───── MATERIAL FOR THIS TASK ─────

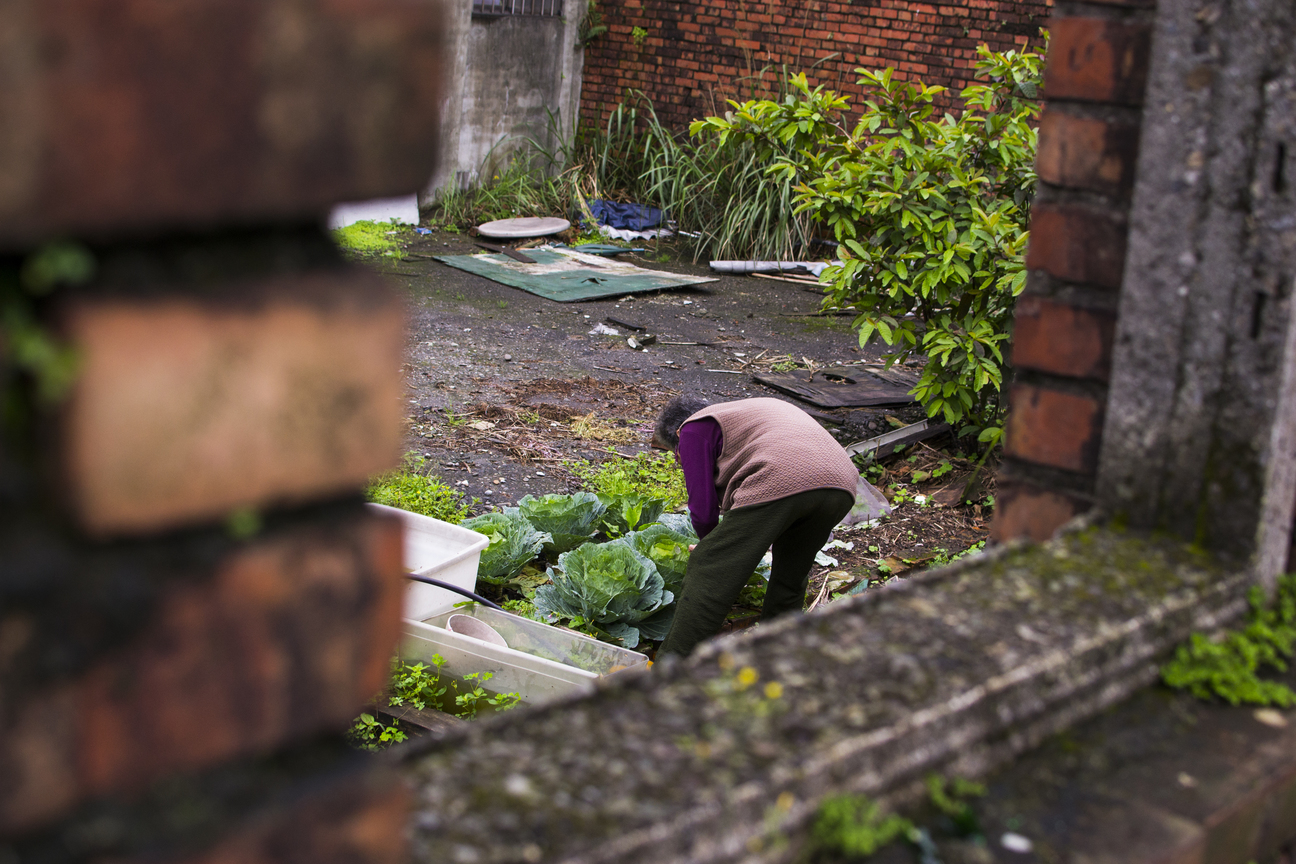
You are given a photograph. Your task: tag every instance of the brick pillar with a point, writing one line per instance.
(193, 599)
(1065, 319)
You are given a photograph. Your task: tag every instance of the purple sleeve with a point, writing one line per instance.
(700, 443)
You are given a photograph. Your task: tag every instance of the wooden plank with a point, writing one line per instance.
(837, 387)
(888, 442)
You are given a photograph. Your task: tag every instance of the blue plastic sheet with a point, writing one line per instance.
(630, 216)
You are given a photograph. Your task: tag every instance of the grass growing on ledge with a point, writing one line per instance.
(412, 488)
(370, 238)
(1227, 667)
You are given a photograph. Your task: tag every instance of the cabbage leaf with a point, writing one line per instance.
(513, 543)
(611, 586)
(627, 512)
(569, 520)
(665, 548)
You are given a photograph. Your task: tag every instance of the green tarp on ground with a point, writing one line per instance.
(565, 275)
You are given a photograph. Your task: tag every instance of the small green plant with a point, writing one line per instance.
(649, 476)
(412, 488)
(856, 827)
(423, 687)
(1227, 667)
(370, 238)
(26, 346)
(591, 25)
(951, 797)
(368, 733)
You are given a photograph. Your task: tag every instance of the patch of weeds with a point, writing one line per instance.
(646, 476)
(370, 238)
(856, 827)
(1227, 667)
(370, 733)
(936, 473)
(592, 428)
(423, 687)
(412, 488)
(951, 797)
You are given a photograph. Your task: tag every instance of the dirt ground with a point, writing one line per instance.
(506, 386)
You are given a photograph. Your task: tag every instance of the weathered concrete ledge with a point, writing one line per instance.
(955, 670)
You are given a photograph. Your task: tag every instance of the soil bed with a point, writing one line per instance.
(508, 390)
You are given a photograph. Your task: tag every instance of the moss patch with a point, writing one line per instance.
(371, 238)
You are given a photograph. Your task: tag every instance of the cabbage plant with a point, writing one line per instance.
(666, 548)
(513, 543)
(611, 586)
(627, 512)
(569, 520)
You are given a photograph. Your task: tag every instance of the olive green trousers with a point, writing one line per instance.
(796, 527)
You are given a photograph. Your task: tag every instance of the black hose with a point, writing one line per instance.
(438, 583)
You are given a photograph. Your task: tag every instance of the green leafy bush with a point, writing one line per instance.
(513, 544)
(931, 215)
(411, 488)
(1227, 669)
(651, 476)
(569, 520)
(627, 512)
(611, 586)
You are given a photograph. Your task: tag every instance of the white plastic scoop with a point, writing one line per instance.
(473, 628)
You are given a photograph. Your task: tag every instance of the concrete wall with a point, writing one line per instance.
(515, 78)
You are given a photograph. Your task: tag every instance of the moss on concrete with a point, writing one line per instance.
(951, 670)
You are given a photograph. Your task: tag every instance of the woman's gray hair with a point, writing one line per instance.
(673, 416)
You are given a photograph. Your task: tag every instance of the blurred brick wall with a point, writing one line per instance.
(1065, 320)
(696, 55)
(174, 683)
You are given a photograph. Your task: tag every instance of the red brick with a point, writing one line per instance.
(1084, 153)
(1053, 428)
(38, 759)
(288, 639)
(1078, 244)
(188, 408)
(1024, 511)
(1098, 61)
(1059, 338)
(136, 115)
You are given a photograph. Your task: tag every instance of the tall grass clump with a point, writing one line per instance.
(717, 189)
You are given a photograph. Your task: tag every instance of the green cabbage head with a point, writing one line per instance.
(608, 584)
(513, 543)
(665, 548)
(570, 520)
(627, 512)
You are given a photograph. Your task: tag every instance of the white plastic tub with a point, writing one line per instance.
(539, 663)
(441, 551)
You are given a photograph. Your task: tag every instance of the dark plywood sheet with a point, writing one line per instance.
(840, 387)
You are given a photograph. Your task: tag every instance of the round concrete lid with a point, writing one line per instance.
(526, 227)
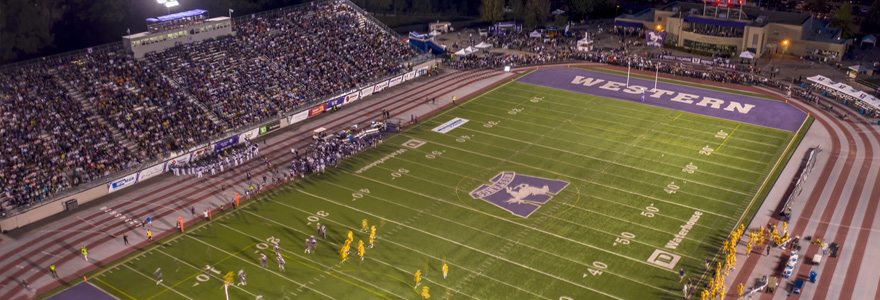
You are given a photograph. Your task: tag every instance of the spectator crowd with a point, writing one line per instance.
(179, 97)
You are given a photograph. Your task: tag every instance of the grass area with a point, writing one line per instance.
(685, 83)
(634, 176)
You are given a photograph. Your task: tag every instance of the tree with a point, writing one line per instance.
(517, 8)
(492, 10)
(560, 21)
(581, 8)
(541, 9)
(842, 19)
(871, 24)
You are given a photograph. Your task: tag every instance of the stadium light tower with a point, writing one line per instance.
(168, 4)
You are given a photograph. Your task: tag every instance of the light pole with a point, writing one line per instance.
(168, 4)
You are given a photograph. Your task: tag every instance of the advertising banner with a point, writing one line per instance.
(395, 81)
(317, 110)
(270, 127)
(655, 38)
(199, 153)
(249, 135)
(298, 117)
(366, 92)
(226, 143)
(179, 161)
(381, 86)
(409, 76)
(121, 183)
(335, 102)
(151, 171)
(422, 71)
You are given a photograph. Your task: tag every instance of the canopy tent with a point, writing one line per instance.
(860, 68)
(870, 39)
(846, 89)
(585, 44)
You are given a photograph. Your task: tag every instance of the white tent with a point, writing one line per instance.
(859, 68)
(585, 44)
(846, 89)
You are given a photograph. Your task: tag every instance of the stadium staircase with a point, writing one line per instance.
(190, 96)
(117, 135)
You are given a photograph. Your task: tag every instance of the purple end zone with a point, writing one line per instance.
(82, 291)
(734, 107)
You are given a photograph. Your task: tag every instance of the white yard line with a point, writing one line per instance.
(153, 279)
(335, 244)
(255, 264)
(306, 258)
(493, 255)
(572, 178)
(497, 236)
(699, 160)
(200, 270)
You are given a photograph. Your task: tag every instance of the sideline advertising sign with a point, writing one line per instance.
(121, 183)
(151, 171)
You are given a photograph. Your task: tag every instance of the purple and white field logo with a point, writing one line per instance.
(520, 195)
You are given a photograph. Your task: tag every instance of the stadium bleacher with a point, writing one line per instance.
(60, 115)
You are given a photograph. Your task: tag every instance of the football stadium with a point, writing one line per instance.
(312, 152)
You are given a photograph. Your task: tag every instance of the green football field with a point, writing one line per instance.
(635, 193)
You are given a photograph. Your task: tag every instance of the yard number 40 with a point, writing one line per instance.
(596, 269)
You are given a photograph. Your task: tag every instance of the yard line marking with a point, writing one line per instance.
(700, 160)
(544, 170)
(503, 238)
(385, 239)
(201, 271)
(312, 267)
(493, 255)
(254, 264)
(486, 168)
(112, 287)
(694, 147)
(167, 288)
(727, 138)
(331, 268)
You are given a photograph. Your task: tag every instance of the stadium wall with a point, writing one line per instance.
(305, 113)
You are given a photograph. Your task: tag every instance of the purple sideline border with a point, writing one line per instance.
(768, 113)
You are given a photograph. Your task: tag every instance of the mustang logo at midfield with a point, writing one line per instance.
(518, 194)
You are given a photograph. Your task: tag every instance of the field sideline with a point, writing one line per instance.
(621, 181)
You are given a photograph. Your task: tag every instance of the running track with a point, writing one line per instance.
(168, 197)
(841, 208)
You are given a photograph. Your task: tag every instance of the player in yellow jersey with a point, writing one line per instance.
(361, 249)
(343, 254)
(425, 294)
(418, 277)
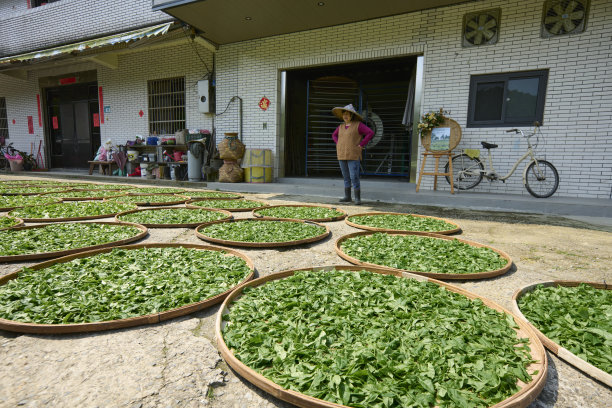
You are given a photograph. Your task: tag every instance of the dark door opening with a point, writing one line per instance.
(378, 89)
(73, 130)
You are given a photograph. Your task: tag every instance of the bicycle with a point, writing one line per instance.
(5, 150)
(540, 177)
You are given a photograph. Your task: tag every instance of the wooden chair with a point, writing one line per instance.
(436, 171)
(106, 167)
(453, 131)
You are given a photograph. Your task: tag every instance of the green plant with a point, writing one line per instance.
(422, 254)
(577, 318)
(402, 222)
(300, 213)
(369, 340)
(62, 237)
(262, 231)
(119, 284)
(430, 120)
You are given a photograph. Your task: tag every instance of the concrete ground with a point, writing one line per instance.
(176, 363)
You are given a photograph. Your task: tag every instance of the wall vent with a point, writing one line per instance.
(481, 28)
(561, 17)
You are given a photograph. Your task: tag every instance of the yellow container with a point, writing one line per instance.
(257, 158)
(258, 174)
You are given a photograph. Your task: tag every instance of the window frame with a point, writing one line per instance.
(170, 114)
(475, 80)
(3, 115)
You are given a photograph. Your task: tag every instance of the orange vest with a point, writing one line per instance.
(348, 142)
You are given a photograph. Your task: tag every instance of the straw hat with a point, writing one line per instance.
(337, 111)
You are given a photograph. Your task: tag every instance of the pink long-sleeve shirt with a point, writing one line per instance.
(363, 130)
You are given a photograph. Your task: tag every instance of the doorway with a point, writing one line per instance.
(73, 124)
(379, 90)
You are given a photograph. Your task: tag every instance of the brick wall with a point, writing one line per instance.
(577, 115)
(125, 89)
(68, 21)
(10, 7)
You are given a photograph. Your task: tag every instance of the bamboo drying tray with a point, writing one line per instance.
(19, 223)
(56, 200)
(42, 255)
(17, 192)
(191, 204)
(434, 275)
(455, 230)
(14, 326)
(225, 195)
(228, 216)
(328, 219)
(68, 198)
(526, 394)
(556, 349)
(180, 199)
(262, 244)
(455, 136)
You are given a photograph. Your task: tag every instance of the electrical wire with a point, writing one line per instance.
(192, 43)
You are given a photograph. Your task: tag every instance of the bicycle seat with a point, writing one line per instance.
(488, 145)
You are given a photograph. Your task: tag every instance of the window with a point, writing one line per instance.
(3, 120)
(512, 99)
(166, 106)
(38, 3)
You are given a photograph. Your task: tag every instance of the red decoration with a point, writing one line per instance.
(101, 104)
(67, 81)
(264, 103)
(39, 114)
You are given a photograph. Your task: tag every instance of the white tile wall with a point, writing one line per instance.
(68, 21)
(577, 117)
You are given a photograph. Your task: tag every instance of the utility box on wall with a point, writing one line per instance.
(205, 97)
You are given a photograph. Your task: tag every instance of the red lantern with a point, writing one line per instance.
(264, 103)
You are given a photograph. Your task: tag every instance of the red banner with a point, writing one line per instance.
(30, 125)
(39, 114)
(101, 105)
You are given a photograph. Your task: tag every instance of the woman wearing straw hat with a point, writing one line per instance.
(350, 138)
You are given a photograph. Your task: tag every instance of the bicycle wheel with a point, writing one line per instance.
(541, 179)
(467, 172)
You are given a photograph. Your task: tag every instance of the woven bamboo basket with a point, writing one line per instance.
(83, 218)
(202, 204)
(556, 349)
(227, 195)
(42, 255)
(180, 199)
(17, 192)
(455, 136)
(455, 230)
(18, 224)
(205, 237)
(93, 197)
(434, 275)
(526, 394)
(228, 216)
(328, 219)
(56, 200)
(121, 323)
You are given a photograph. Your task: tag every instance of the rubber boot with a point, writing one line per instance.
(347, 195)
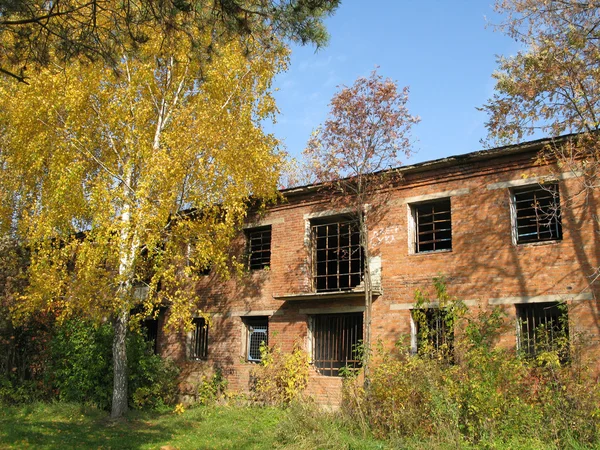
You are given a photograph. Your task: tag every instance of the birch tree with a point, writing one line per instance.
(102, 175)
(368, 130)
(40, 32)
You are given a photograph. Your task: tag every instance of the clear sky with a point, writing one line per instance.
(440, 48)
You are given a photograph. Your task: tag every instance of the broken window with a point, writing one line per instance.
(536, 213)
(259, 248)
(335, 341)
(337, 255)
(199, 341)
(432, 332)
(258, 333)
(542, 327)
(433, 226)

─────

CHALLENGE: Output verbatim the lines beginning at the line with "the white tile" and ending at the last line of the material above, inclusive. Do not carry over any pictures.

SOLUTION TO THIS EXERCISE:
You are given a photograph. Your task: tag every instance of the white tile wall with a point, writing one line per instance.
(68, 21)
(577, 117)
You are given a photograph. Your task: tag every instance of the utility box on wall with a point, writing one line per instance.
(205, 97)
You are given a photograph. Your task: tag every instance of the red lantern with a point, writing one line per instance.
(264, 103)
You are given a photograph. Your task: tag every instance of the red banner with a point, writing one line per instance.
(30, 125)
(39, 114)
(101, 105)
You are given a photograph. Your task: tag every instance of the woman wearing straw hat with a point, writing one line per instance.
(350, 138)
You are given a photograph. Your task: tag every instance of the bicycle wheel with a point, writing one line per instance.
(541, 179)
(467, 172)
You are given a photograph. Your task: tag every instance of the woven bamboo basket with a point, writing one line per instance.
(83, 218)
(202, 204)
(556, 349)
(227, 195)
(42, 255)
(180, 199)
(17, 192)
(455, 136)
(455, 230)
(18, 224)
(205, 237)
(93, 197)
(434, 275)
(526, 394)
(228, 216)
(328, 219)
(56, 200)
(121, 323)
You are given a photograph. Your task: tag every instance of the rubber boot with a point, writing one line per instance.
(347, 195)
You are given a photograph. Your task: tag every instance of the birch tree with a point, writing one line per instance.
(102, 175)
(368, 130)
(40, 32)
You are given a photograph. Your task: tag every instance of the clear sky with a point, writing one line per instance.
(440, 48)
You are given a photograph. Your task: tag every instance of the broken window with a point, writing one line per instance.
(536, 213)
(259, 248)
(335, 341)
(337, 255)
(199, 341)
(432, 332)
(258, 333)
(542, 327)
(433, 226)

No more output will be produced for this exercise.